■ What is asked: Turn the lines below into a two-column CSV headed text,polygons, with one row per picture. Put the text that goes with the picture and the polygon outlines that follow it each in a single quoted field, replace line breaks with spaces, and leave the pictures themselves out.

■ Data excerpts:

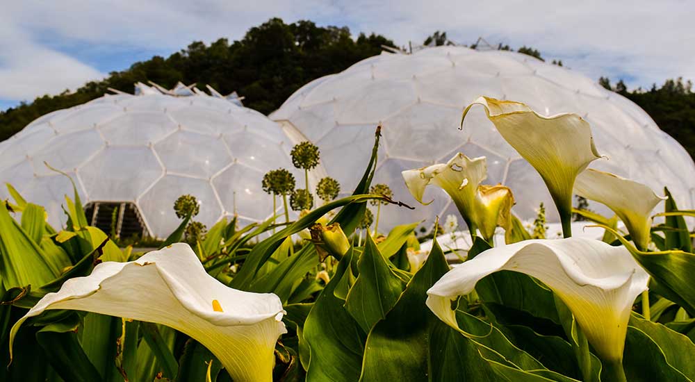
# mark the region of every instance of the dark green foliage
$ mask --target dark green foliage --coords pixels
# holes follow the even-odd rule
[[[391,191],[391,188],[389,185],[384,183],[375,184],[372,186],[371,190],[369,190],[370,193],[377,194],[378,195],[384,195],[387,198],[391,198],[393,196],[393,192]],[[372,206],[376,206],[379,204],[379,201],[373,200],[370,203]]]
[[[74,92],[44,95],[0,112],[0,140],[51,111],[101,97],[108,88],[133,92],[133,84],[152,81],[167,88],[177,82],[210,85],[222,94],[236,90],[247,106],[268,114],[310,81],[340,72],[379,54],[386,38],[361,33],[353,40],[347,27],[317,26],[309,21],[285,24],[271,19],[250,29],[239,41],[220,38],[209,46],[195,42],[168,58],[154,56]]]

■ Task solution:
text,polygons
"# mark the region of every instance of the dark green foliage $ mask --target dark green foliage --coords pixels # holes follow the even-odd rule","[[[391,191],[391,188],[389,185],[384,183],[375,184],[372,186],[371,190],[369,190],[370,193],[377,194],[378,195],[384,195],[387,198],[391,198],[393,196],[393,192]],[[372,206],[376,206],[379,204],[379,201],[373,200],[370,203]]] [[[74,92],[44,95],[0,112],[0,140],[51,111],[101,97],[108,88],[133,92],[133,84],[152,81],[167,88],[177,82],[210,85],[222,94],[236,90],[247,106],[268,114],[310,81],[340,72],[379,54],[386,38],[361,33],[353,40],[347,27],[317,26],[309,21],[285,24],[271,19],[250,29],[239,41],[220,38],[209,46],[195,42],[168,58],[154,56]]]"